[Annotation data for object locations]

-=-=-=-=-

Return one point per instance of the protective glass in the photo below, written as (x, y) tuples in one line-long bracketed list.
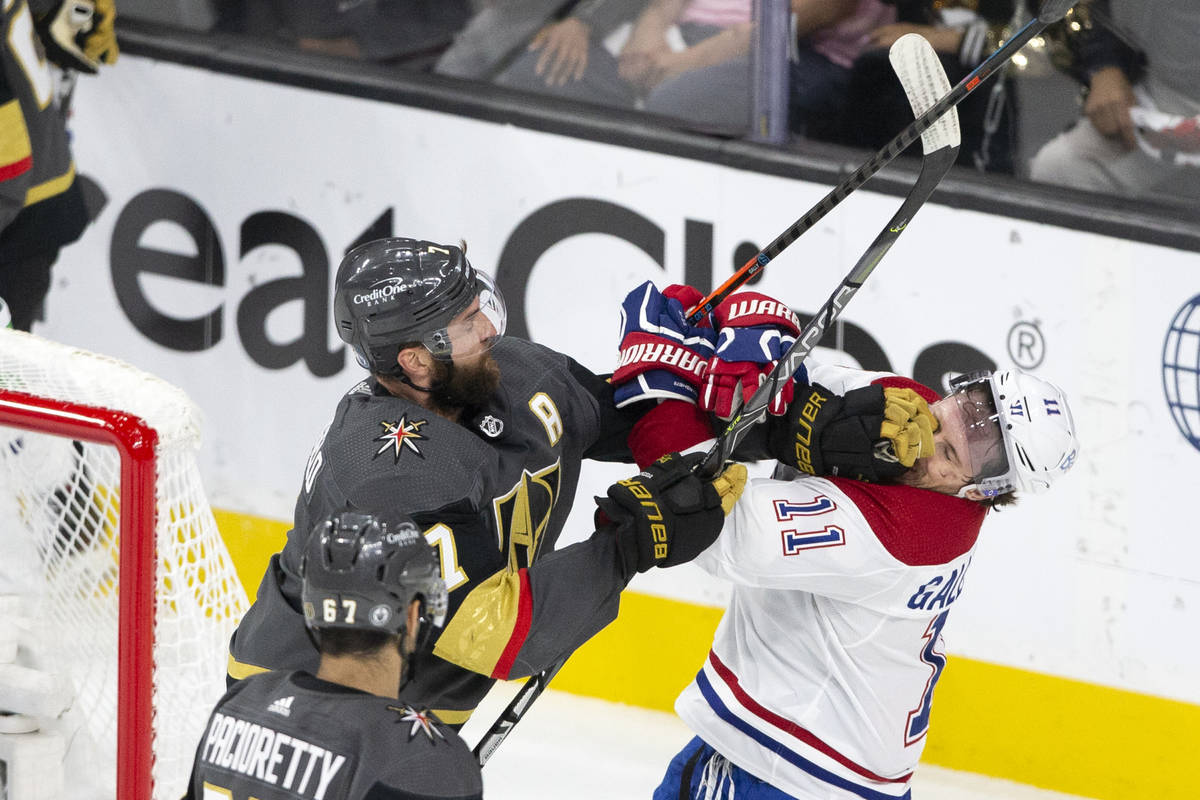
[(987, 456), (477, 329)]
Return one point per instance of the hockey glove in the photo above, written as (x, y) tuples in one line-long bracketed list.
[(870, 433), (64, 30), (666, 515), (755, 331), (661, 356), (101, 43)]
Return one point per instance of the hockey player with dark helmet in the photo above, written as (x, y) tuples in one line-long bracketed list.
[(419, 313), (480, 439), (375, 579), (371, 589)]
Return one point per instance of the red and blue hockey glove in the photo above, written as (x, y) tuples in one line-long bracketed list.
[(755, 331), (661, 356)]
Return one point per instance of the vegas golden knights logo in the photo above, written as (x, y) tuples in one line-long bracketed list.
[(523, 512)]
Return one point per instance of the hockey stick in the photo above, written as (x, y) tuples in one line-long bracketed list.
[(516, 709), (911, 56), (924, 80), (1051, 11)]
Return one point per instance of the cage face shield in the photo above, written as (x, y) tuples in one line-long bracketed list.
[(477, 330), (987, 457)]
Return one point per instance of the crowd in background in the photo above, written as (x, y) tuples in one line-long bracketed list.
[(1133, 131)]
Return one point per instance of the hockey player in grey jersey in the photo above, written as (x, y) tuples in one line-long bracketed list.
[(480, 438), (371, 590)]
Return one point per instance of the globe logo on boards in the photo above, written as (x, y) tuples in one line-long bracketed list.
[(1181, 370)]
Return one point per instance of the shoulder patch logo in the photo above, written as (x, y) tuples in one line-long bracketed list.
[(401, 435), (491, 426), (281, 705), (420, 720)]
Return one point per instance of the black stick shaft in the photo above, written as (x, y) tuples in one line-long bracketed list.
[(875, 163), (515, 710), (933, 169)]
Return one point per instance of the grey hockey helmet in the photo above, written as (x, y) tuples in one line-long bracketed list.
[(1020, 431), (393, 293), (360, 572)]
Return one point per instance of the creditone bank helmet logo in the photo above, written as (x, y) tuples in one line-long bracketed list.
[(379, 292), (1181, 370)]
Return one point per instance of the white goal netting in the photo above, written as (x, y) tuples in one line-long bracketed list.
[(60, 516)]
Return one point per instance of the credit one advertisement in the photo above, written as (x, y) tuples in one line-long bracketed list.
[(231, 202)]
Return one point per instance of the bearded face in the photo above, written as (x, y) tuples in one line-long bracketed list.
[(466, 384)]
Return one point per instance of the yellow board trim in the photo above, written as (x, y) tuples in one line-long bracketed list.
[(1060, 734)]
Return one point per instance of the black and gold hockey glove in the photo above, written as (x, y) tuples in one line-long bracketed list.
[(870, 433), (666, 515), (78, 34)]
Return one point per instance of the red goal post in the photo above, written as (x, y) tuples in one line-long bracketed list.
[(125, 565)]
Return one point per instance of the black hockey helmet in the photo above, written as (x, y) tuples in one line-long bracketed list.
[(391, 293), (360, 572)]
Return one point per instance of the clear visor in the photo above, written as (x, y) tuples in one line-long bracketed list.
[(987, 456), (477, 329)]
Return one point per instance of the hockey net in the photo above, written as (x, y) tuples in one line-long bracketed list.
[(115, 555)]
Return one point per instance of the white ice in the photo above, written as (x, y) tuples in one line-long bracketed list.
[(571, 747)]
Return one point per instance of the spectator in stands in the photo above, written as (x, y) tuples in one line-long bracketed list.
[(411, 32), (831, 34), (42, 205), (498, 32), (706, 82), (1139, 60), (876, 107)]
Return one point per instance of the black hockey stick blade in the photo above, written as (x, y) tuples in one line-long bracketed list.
[(1050, 11), (515, 710), (941, 146)]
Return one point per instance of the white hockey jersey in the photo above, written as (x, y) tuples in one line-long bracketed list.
[(822, 671)]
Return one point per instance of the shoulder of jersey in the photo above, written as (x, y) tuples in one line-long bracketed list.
[(523, 362), (917, 527)]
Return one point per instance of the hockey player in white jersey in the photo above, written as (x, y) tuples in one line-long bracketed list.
[(821, 675)]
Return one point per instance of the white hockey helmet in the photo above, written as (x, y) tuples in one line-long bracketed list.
[(1036, 426)]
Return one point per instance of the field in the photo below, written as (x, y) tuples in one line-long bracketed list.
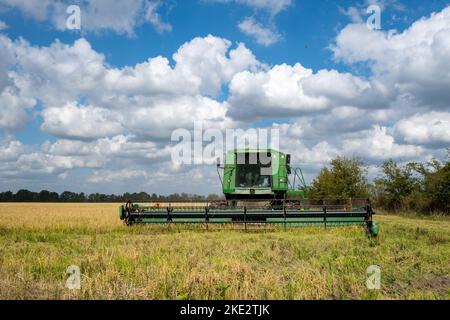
[(39, 241)]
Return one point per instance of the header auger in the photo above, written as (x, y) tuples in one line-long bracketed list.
[(257, 190)]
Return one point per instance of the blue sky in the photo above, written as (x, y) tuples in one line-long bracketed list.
[(377, 94)]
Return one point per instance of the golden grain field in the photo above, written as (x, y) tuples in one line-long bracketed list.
[(39, 241)]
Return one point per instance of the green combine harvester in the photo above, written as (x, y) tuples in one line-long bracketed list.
[(257, 190)]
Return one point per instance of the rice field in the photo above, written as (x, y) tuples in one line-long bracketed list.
[(39, 241)]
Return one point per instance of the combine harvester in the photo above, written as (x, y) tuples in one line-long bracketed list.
[(257, 191)]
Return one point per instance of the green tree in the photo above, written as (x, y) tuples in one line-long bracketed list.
[(347, 178), (398, 185)]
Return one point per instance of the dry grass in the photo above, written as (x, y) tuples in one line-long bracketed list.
[(39, 241)]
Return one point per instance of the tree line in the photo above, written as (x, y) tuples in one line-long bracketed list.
[(412, 186), (24, 195)]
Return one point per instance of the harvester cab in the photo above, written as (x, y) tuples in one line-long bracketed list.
[(260, 187)]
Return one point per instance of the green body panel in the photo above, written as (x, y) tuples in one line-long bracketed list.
[(279, 174)]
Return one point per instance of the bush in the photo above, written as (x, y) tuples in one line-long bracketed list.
[(347, 178)]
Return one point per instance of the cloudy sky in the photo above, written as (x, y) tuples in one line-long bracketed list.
[(93, 109)]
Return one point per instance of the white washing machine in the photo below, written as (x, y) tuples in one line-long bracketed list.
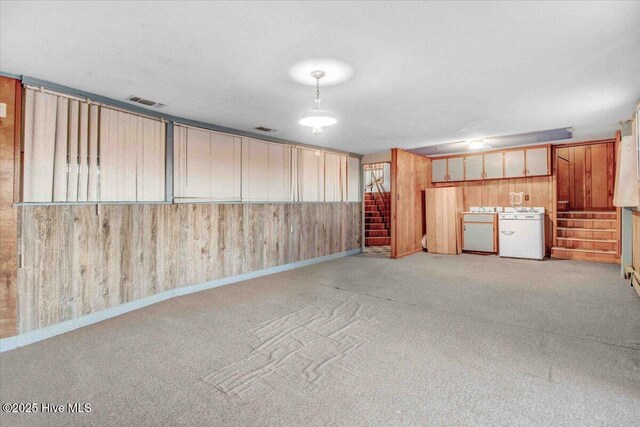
[(521, 233)]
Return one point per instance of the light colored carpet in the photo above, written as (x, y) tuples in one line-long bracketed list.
[(424, 340)]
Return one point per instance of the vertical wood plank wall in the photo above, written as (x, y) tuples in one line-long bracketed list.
[(590, 177), (635, 226), (495, 192), (10, 94), (410, 176), (79, 259)]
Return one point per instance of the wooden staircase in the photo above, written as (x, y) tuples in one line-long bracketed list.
[(377, 219), (587, 235)]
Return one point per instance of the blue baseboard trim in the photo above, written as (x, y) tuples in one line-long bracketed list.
[(31, 337)]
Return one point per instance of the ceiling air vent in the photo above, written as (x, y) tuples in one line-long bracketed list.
[(143, 101)]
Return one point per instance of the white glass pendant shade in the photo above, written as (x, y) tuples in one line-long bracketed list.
[(318, 118)]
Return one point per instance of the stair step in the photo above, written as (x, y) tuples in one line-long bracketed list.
[(587, 212), (374, 226), (586, 229), (593, 251), (586, 219), (585, 254), (580, 239), (377, 241), (589, 244)]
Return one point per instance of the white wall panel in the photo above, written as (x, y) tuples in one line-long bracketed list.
[(197, 181), (226, 162), (266, 171), (279, 172), (132, 156), (335, 177), (207, 165), (353, 175), (311, 175), (39, 146)]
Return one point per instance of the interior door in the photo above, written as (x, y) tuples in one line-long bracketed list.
[(537, 163), (455, 167), (493, 166), (439, 170), (514, 164), (473, 167)]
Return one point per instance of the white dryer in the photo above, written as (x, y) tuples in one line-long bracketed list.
[(521, 233)]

-=-=-=-=-

• _The request_: Retype the material above word for word and leave out the pictures.

• _Reply to the exercise_:
Return one point per instance of the protective glass in the photo below, written as (x, y) tuples in one line-long bracketed list.
[(987, 456), (477, 329)]
Return one point per instance of the hockey glove in the photo above, written as (x, y) tuples in one line-long bracketed list.
[(870, 433), (64, 30), (666, 515), (755, 331), (661, 356), (101, 43)]
Return one point per instance of the hockey player with dark helmet in the photo above, written as (x, y) tuples in one line-long bracketed list.
[(419, 313), (480, 439), (375, 579), (371, 589)]
Return one point per instance of the red and blue hockey glove in the photo above, written as (x, y) tuples in one line-long bracketed list.
[(755, 331), (661, 356)]
Return one point per instance of the vegas golden knights logo in the photo above, written as (x, y) tuples in one line-long bracketed list.
[(523, 512)]
Return one point per instance of the hockey stick in the photo above, written as (x, y) tuples in one line-long bracketed list.
[(516, 709), (911, 56), (924, 80), (1051, 11)]
Return one point per instance of the cage face shield in the photo above, written as (x, y) tuples in one line-long bracketed list.
[(477, 330), (987, 457)]
Return one point per instance of the crowd in background in the photo above, written as (x, y) tuples in one line-long bracketed list.
[(1133, 131)]
Return one point per instance of the hockey player in grey jersey in the photo above, written as (x, y) tuples in one line-long bracketed list.
[(480, 438), (371, 590)]
Return one point per instance of the globe logo on boards in the photo above, written as (x, y) tuples in one line-long bracketed list.
[(1181, 370)]
Return one point per instance of the shoulder patch logo in the photo above, written as (x, y) tuples in one line-long bracketed list.
[(401, 435), (491, 426), (281, 705), (420, 720)]
Return one point per instance of the black stick shaft in the photo above, written as (x, y) tuples in one line-long bracketed list.
[(875, 163), (515, 710), (933, 169)]
Return one point per instance of the grey hockey helmet in the photo above, written as (x, y) tuples in one line-long bracketed list.
[(1020, 431), (393, 293), (360, 572)]
Return one point per instance of the creditone bank helmet logo in the photo above, written as (x, y) tuples in one line-long bracketed list.
[(379, 292), (1181, 370)]
Return one point per instance of the white goal netting in the photo above, written as (x, y) tuples in one line-long bracketed list.
[(60, 516)]
Return one point per instance of the credit one advertisement in the photo above, written as (x, y) tuples in one line-long bracketed list.
[(231, 202)]
Return one point per instance of the bearded face in the photo above, written as (x, y) tuples in one line-long bracketed list.
[(466, 384)]
Return one point per instance of the yellow board trim in the photo above, written as (x, y) tuples in one line-long bracketed list.
[(1060, 734)]
Return one point per instance of the black and gold hockey glove in the photo above, written as (x, y) tuples in one line-long bracketed list.
[(870, 433), (666, 515), (78, 34)]
Return one point per instance of the red goal post in the photo above, written as (x, y) tuples in one line-long bracketed list.
[(125, 565)]
Return one point per instance of the black hockey helmet in the photo above, written as (x, y) tuples in one line-long bracketed list.
[(391, 293), (360, 572)]
Return one point per instance of the clear visor in the photo above, written as (x, y) tuples in one line-long bracketed list.
[(987, 456), (477, 329)]
Return one point per instance of the hockey net in the photo above, written as (x, y) tuples in one line-long bracketed list.
[(115, 555)]
Return one point per instance of the white ice in the photo above, written as (x, y) tuples in one line-long bracketed list.
[(571, 747)]
Return one point per instance of the spectator in stands in the photo above, written as (x, y) tuples in one line-long bracketed list.
[(411, 32), (831, 34), (42, 205), (498, 32), (706, 82), (1139, 60), (876, 107)]
Return one point per instance of the black hockey stick blade in the photo above, written as (x, y) tuples in one line-long bracketed list.
[(1050, 11), (515, 710), (941, 146)]
Return one point per instance of the white hockey jersey in the photo above, written as (x, y) tuples in one line-long bracketed list.
[(822, 671)]
Return one point per instance of the shoulder of jersey in the photo above, written as (x, y) tuples in one line-long bracketed list.
[(523, 362), (917, 527)]
Return one point per instance of the hockey player in white jersey in the photo above, written as (x, y) tuples in one line-long bracketed list.
[(821, 675)]
Return one point per instance of the white hockey helmet in the photo above, written as (x, y) tuples in one line-long bracketed list.
[(1036, 426)]
Return one point per instance of the field in the photo below, written as (x, y) tuples in one line-long bracketed list.
[(39, 241)]
Return one point per instance of the header auger in the photo above, written as (x, y) tuples in one line-long bracketed list.
[(257, 190)]
Return one point per instance of the blue sky in the photo above, written as (x, y) tuples in one line-long bracketed list.
[(377, 94)]
Return one point per instance of the golden grain field in the photo above, written as (x, y) tuples in one line-long bracketed list.
[(39, 241)]
Return one point per instance of the green combine harvester in the photo above, written as (x, y) tuples in one line-long bracketed list.
[(257, 190)]
Return one point per instance of the rice field in the photo above, written as (x, y) tuples in one line-long bracketed list.
[(39, 241)]
Return one point per instance of the combine harvester in the photo above, written as (x, y) tuples in one line-long bracketed list.
[(257, 191)]
Return one point per instance of the green tree in the photo above, written as (x, y) tuples in one line-long bracketed list.
[(347, 178), (398, 185)]
Return one point per instance of the dry grass in the photo above, written as (x, y) tuples in one line-long bracketed list.
[(39, 241)]
Return one point per instance of the tree line in the photo above, written as (x, y) tuples in one line-long bracketed list.
[(412, 186), (24, 195)]
Return one point per instance of the harvester cab in the photo above, written as (x, y) tuples in one line-long bracketed list.
[(260, 187)]
Return one point per instance of the green body panel in the photo above, written as (x, y) tuples in one line-long bracketed list.
[(279, 174)]
Return one point per instance of the bush in the photo above, written as (x, y) tuples in one line-long bracketed list.
[(347, 178)]
Return one point per instance of the cloudy sky in the photo above, written as (x, y) tuples in one line-long bracketed list.
[(93, 109)]
Return one point per instance of the white washing machine in the photo below, written as (x, y) tuples in one line-long bracketed list.
[(521, 233)]
Return one point per instance of the light colored carpet in the photo above, written as (x, y) tuples in one line-long bracketed list.
[(424, 340)]
Return one point per instance of the vertical wood plank wall in the photo above, written as (x, y) tuples in one line-long bracketed list.
[(590, 177), (635, 226), (495, 192), (10, 94), (410, 176), (79, 259)]
Return one point per instance of the wooden staircase in the photo above, written as (x, y) tuples in one line-long bracketed list.
[(377, 219), (587, 235)]
Return one point per instance of the blue baseboard trim in the photo above, written as (x, y) tuples in one line-long bracketed list.
[(31, 337)]
Return one point per instance of the ceiling air vent in the photo above, written as (x, y) tuples in one line-long bracketed list.
[(143, 101)]
Return one point per instance of the white glass pendant shade in the photo above, written as (x, y) tuples in one line-long bracketed list.
[(318, 118)]
Return one point per instance of the stair step in the photo above, written as (x, y) tuples in one line-long bracketed list.
[(587, 212), (374, 226), (586, 229), (593, 251), (586, 219), (585, 254), (580, 239), (377, 241), (589, 244)]
Return one point per instance of the white wall panel in the photo above, written as (x, y) tuples in one line-long bracketed list.
[(197, 181), (226, 162), (266, 171), (279, 172), (132, 156), (335, 177), (207, 165), (353, 175), (311, 175), (39, 146)]
Return one point per instance of the interior door in the photo above, written as (x, y) tuples in one line-long bracketed list.
[(537, 163), (455, 167), (493, 166), (439, 170), (514, 164), (473, 167)]
Return one point per instance of the white dryer in the photo above, written as (x, y) tuples in one line-long bracketed list.
[(521, 233)]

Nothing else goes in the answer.